Copy every one of the lines below exactly as they appear, leaving out the pictures.

— start —

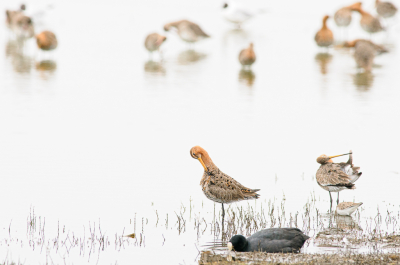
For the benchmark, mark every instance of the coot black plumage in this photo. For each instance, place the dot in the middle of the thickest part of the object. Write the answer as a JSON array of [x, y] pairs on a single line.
[[272, 240]]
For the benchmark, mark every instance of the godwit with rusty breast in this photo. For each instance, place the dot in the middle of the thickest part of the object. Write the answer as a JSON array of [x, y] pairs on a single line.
[[335, 177], [385, 9], [271, 240], [368, 22], [46, 41], [247, 56], [216, 185], [324, 37], [364, 53], [342, 17], [187, 30], [347, 208], [153, 41]]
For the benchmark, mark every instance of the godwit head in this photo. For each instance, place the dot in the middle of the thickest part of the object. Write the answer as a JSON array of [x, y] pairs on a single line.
[[199, 153], [323, 159]]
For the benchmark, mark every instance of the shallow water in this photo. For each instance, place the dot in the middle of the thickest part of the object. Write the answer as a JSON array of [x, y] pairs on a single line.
[[95, 132]]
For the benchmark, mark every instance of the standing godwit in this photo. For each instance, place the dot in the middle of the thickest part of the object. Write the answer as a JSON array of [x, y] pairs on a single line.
[[385, 9], [347, 208], [368, 22], [342, 17], [216, 185], [335, 177], [46, 41], [364, 53], [153, 41], [247, 56], [187, 31], [271, 240], [324, 37]]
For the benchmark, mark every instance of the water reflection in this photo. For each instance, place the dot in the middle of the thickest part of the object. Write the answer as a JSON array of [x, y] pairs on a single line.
[[20, 62], [346, 223], [154, 67], [323, 59], [190, 56], [363, 81], [247, 77], [46, 68]]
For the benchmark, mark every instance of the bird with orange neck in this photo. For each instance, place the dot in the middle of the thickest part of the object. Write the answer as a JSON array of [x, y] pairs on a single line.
[[46, 41], [216, 185], [342, 17], [247, 56], [368, 22], [335, 177], [324, 37]]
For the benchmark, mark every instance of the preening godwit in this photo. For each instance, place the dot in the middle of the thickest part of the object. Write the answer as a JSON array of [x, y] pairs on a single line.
[[46, 41], [347, 208], [153, 41], [216, 185], [364, 53], [385, 9], [247, 56], [272, 240], [368, 22], [335, 177], [187, 31], [235, 13], [324, 37], [342, 17]]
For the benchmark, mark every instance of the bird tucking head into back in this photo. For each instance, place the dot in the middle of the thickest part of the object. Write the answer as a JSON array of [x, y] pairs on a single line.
[[199, 153]]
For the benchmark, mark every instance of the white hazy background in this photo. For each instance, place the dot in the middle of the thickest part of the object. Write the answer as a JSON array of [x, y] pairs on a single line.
[[101, 138]]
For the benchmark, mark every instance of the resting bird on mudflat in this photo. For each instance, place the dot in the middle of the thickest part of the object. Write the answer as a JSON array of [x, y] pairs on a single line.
[[324, 37], [335, 177], [216, 185], [46, 41], [272, 240], [247, 56], [342, 17], [364, 53], [187, 31], [385, 9]]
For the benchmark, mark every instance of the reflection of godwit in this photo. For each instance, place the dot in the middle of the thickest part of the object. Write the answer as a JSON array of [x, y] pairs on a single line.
[[153, 42], [218, 186], [323, 60], [187, 31], [324, 37], [385, 9], [369, 23], [248, 76], [335, 177], [272, 240], [347, 208], [247, 56]]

— end —

* **RESULT**
For the benchmark, mark every instance of the coot black plumage in this photo. For each instance, place the dot in the middle of the thickest part of the object. Write the answer as a JSON array of [x, y] pairs on a single line.
[[272, 240]]
For the benchmark, mark every instance of the godwit with rusty breast in this photo. For each instance, place the dot in the middle of the thickest part of the object. Write the answer as a JSON array of [x, y] pairs on a single line.
[[335, 177], [385, 9], [271, 240], [368, 22], [46, 41], [247, 56], [216, 185], [324, 37], [364, 53], [342, 17], [187, 30], [347, 208], [153, 41]]
For the benchmark, mark every instance of the godwit head in this photo. For each instance, place the dot in the middle of the thickest part of the object. Write the answer as a JSON array of [x, y] pairs on a single line.
[[199, 153], [323, 159]]
For the benchmark, mark every instance of the shallow water in this photo. For each instance, place the dot in the middle of the thickest part of the object. Write the answer as a JSON array of [x, y] pairs on a single line.
[[95, 132]]
For the benchmark, mark every instance of the standing godwit in this photo. For each instance, place the dot in the middle of the thickest part of the object. Write the answer as a JSON array of [x, y] pairs on a single line.
[[385, 9], [347, 208], [368, 22], [342, 17], [216, 185], [335, 177], [46, 41], [364, 53], [153, 41], [247, 56], [187, 31], [271, 240], [324, 37]]
For the benchmark, mark every instance of the water reflection in this photo. For each instance, place the dot in the middle of the thickest part of the object. Write the answer as a JSON array of [x, y] pairs on a single line.
[[20, 62], [346, 223], [154, 67], [323, 59], [190, 56], [363, 81], [247, 77], [46, 68]]
For the benchmark, mark every instance of the bird with orange neck in this photo. For each instance, place the dot in the middle of the thickest part of the object. Write the answer as a JSON array of [x, y] pairs on a single line.
[[46, 41], [216, 185], [342, 17], [247, 56], [368, 22], [335, 177], [324, 37]]
For the benchmark, mark every instance of the preening godwit in this photo. For each instance, place the dot in the middle of the thickest part of the object. Write the answer as a JSON array of [x, y] pairs on a single line.
[[46, 41], [347, 208], [153, 41], [216, 185], [364, 53], [385, 9], [247, 56], [272, 240], [368, 22], [335, 177], [187, 31], [235, 13], [324, 37], [342, 17]]
For the benchmark, mark every instance of the bird tucking head into back in this photo. For each instance, place the dot in the middle of the thickest part of the object. Write the answer as a JSON array of [x, y] pairs on a single line.
[[199, 153]]
For the benchmark, mark every instance of the white hazy background in this photo. For each instance, place the dot in the middle of the thickest part of the object. Write the answer as a JSON array of [x, y] pairs on a single line.
[[101, 138]]
For the benchmark, mark every instance of the resting bird on mudflat in this photo. For each instance, place the dot in the middle of the thickest part of the object. Write the answer as a JSON array of [x, y] pairs on a single line.
[[324, 37], [335, 177], [216, 185], [46, 41], [272, 240], [247, 56], [342, 17], [364, 53], [187, 31], [385, 9]]
For the benchmark, mark every instance of the reflection of godwit in this photo. For each instance, place the dot in the middle of the thickest part of the object. Write the answer as a JSON array of [x, y] pairs on a single line.
[[153, 42], [218, 186], [323, 60], [187, 31], [324, 37], [385, 9], [369, 23], [248, 76], [335, 177], [272, 240], [347, 208], [247, 56]]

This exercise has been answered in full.